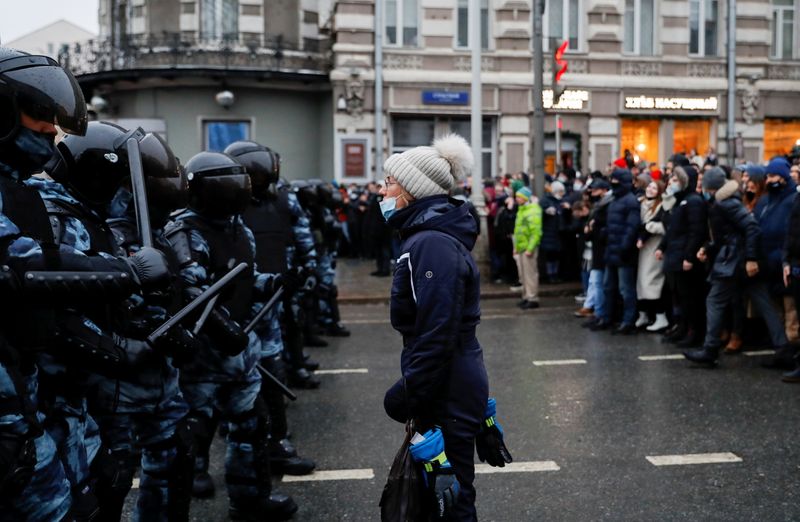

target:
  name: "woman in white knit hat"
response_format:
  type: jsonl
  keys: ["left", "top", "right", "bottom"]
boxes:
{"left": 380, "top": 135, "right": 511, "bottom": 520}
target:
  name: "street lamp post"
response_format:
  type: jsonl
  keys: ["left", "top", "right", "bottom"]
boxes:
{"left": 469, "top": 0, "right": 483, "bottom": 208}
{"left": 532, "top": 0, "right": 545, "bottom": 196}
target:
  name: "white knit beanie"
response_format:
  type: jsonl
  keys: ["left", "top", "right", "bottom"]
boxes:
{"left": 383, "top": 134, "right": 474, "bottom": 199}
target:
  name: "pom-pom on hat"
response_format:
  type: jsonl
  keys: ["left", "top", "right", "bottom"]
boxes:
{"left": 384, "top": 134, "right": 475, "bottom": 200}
* * *
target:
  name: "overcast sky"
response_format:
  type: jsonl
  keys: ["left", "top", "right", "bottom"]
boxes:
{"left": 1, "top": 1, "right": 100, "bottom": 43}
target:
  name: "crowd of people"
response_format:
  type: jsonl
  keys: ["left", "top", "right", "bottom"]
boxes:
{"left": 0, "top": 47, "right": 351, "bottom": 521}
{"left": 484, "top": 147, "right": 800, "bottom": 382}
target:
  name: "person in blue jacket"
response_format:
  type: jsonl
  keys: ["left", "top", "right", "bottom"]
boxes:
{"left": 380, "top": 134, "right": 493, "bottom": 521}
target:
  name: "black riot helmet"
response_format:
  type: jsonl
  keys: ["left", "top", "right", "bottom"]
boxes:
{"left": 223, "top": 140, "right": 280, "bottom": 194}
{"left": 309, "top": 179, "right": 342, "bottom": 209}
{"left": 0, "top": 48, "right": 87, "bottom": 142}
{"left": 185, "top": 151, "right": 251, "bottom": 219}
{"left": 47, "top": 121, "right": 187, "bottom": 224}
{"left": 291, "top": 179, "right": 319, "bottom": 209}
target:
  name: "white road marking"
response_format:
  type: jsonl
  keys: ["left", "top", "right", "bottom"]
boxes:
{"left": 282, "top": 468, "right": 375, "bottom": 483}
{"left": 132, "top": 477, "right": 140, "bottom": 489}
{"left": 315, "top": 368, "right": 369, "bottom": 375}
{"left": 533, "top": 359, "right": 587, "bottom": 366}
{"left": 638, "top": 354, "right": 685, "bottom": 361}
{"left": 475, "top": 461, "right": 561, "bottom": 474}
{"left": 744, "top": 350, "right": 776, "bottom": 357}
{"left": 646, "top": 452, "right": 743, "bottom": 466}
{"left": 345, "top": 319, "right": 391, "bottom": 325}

## What is expected:
Find every line in the records that uses the string "white", then copy it.

## Exercise output:
  name: "woman in white knit hat"
  name: "white knit beanie"
  name: "white road marking"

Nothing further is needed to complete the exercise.